> [Activity list]:
A. Answer these from the text about Dili, one line each:
(i) In what month will the writer go back to Dili full time?
(ii) During UNTAET, what did some in the international community hope to create?
(iii) Where is the friend who refitted the Megapro from?
B. Please write a continuation of the text about Dili, picking up right after its final sentence.

> [Reading text]:
-*-

I was in Dili a few days ago for one of my frequent trips. Thankfully I will be going back full time again in January – but on this occasion I got terribly dirty and very depressed because we got the basics wrong.
For those of us who see Dili from two wheels, as opposed to four, the last few weeks have been instructive. Dili is dirtier than I can ever remember it. In fact it is at times filthy. When its dry, there is so much dust and other nasty stuff in the air, driving a motorcycle now involves respiratory health hazards. Its sometimes impossible to drive on two wheels without safety glasses for all the stuff in the air. When its wet the drainage system overflows and brings alot of lovely things with it.
Back in the dreamy days of UNTAET some in the international community had aspirations of creating the world’s first wireless country, the next Bali cum Singapore. It has not turned out that way, and I could not help but wonder how things would have turned out without such foreign lofty and expensive dreams. But what were the engineers doing?
It is however still a dream to hit the hills on my Megapro – refitted by a friend from Mehara, Lautem. And let me tell you, they are some of the prettiest hills around, and best seen on two wheels.

-*-

> [Data excerpts]:
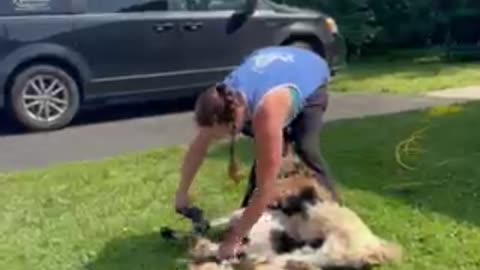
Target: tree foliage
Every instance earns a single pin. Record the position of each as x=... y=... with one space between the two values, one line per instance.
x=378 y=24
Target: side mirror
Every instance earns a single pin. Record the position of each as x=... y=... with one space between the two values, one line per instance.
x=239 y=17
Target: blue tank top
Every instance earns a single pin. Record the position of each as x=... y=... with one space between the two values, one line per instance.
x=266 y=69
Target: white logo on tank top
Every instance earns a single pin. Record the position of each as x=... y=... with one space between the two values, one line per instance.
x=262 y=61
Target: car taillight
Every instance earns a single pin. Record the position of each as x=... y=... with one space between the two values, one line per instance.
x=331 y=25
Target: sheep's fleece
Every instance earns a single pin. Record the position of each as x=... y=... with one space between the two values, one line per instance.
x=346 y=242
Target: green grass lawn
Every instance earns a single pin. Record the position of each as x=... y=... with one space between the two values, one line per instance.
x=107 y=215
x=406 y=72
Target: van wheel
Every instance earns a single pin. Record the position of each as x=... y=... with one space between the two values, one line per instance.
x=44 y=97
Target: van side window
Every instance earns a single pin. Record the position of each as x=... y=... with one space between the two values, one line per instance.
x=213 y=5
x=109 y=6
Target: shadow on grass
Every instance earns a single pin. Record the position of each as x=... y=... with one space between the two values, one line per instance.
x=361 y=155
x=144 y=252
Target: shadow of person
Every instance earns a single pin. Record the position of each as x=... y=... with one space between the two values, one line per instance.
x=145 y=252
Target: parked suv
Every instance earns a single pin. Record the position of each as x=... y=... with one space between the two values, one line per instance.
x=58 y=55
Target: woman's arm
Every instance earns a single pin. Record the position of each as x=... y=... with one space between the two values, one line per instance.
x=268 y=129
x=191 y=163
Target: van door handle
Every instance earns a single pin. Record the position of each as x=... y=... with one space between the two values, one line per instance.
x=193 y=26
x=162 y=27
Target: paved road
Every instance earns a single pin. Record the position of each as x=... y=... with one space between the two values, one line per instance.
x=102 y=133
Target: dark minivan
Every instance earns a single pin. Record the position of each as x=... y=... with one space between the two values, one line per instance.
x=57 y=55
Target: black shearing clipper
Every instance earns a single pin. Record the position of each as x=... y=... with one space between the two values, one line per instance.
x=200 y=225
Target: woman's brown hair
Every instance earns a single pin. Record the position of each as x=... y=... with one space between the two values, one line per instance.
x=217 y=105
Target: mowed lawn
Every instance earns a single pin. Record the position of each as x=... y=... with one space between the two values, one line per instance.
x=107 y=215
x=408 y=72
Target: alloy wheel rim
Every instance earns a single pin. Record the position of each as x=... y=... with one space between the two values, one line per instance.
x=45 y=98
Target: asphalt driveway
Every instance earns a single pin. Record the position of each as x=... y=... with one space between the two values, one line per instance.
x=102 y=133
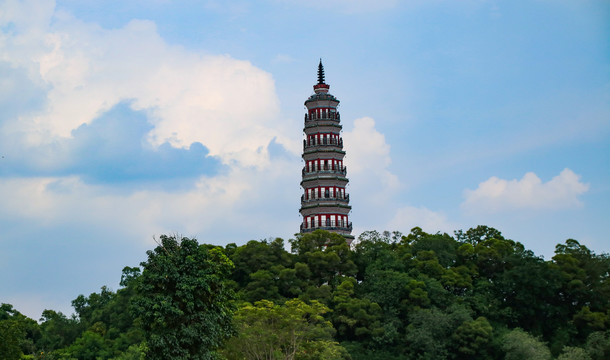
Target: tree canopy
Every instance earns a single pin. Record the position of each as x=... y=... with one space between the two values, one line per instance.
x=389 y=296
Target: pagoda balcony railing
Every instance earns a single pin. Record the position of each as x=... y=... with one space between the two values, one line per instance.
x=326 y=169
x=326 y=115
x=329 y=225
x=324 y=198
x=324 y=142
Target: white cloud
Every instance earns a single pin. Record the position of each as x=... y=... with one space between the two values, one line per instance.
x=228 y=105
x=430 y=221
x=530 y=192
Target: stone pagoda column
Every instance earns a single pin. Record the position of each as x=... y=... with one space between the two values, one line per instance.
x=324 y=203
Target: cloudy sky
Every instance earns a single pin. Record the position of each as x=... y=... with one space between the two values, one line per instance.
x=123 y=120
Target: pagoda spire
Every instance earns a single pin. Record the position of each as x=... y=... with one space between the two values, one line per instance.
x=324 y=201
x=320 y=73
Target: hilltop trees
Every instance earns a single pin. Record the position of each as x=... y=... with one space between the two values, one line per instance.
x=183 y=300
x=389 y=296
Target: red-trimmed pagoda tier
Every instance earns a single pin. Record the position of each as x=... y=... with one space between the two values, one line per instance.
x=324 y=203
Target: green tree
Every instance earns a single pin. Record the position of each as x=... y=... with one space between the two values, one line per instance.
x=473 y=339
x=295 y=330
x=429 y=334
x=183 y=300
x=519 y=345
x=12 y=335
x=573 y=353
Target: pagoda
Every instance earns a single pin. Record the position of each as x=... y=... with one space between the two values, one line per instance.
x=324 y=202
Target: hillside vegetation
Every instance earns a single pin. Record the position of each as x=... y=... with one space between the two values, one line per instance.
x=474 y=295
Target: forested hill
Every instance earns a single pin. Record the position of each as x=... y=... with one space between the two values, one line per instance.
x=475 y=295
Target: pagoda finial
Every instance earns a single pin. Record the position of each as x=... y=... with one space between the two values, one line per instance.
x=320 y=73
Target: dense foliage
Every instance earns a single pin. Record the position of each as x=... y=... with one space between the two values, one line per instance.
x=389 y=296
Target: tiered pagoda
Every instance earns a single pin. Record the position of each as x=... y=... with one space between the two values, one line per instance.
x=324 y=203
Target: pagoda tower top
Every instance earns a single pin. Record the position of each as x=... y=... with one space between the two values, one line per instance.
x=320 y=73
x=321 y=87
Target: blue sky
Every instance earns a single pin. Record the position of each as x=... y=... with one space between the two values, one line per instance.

-*-

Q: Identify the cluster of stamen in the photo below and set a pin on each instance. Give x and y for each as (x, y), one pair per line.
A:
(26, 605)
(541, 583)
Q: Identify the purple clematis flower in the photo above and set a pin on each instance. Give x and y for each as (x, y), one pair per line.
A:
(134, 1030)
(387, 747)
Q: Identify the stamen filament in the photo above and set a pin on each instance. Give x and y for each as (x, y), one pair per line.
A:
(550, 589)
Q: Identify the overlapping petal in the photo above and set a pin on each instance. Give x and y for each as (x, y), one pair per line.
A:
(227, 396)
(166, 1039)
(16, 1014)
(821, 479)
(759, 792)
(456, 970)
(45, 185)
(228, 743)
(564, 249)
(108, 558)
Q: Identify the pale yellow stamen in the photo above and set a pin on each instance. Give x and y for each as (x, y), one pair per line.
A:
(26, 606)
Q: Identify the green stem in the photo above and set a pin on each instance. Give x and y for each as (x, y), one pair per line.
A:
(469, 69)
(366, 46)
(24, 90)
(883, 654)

-*-

> [Response list]:
A.
(i) January
(ii) The world's first wireless country, the next Bali cum Singapore
(iii) Mehara, Lautem

B.
But I digress, back to the dirt. There has been a perfect storm of things to bring this dirty Dili about. Rain storms, a building boom, more rain storms, weak infrastructure, and some serious urbanisation.
Firstly, there when it rains hard it floods portions of central Dili, and its now a Timorese facebook sport to post photos of parts of Dili under water. Once the waters break the limited capacity of Dili’s drainage system the mud, rubbish, and raw sewage gets to roam free. If memory serves me correctly the international community has never gotten around to helping out to fix Dili’s drainage system. So much for the presence of hundreds peacekeeping force engineers – and a few billion dollars.
So what is one result of this? Once the waters subside, the effluent is left on the streets, given time to dry and then morphs into dust, waste and live bacteria.
Secondly, in 2005 Timor-Leste had a budget of $150 million/annum and now its looking like a billion dollar budget will be passed for 2011. Certainly, its a good thing to see the Government have some funds to put in place to rebuild Dili (and hopefully other parts of Timor-Leste). However, the demolishing of old buildings and the new construction works, bringing with them more heavy equipment trundling around Dili than ever before, is further adding to the festival of rubbish in the air.
Thirdly, with the added cash comes consumption. I used to marvel at the lack of rubbish in Timor-Leste. Indeed, outside of Dili its still almost an entirely pristine island. So much so I often wonder if it was a good thing that Timor-Leste’s development was stunted for centuries. Then again I remember the terribly low life expectancy and think again.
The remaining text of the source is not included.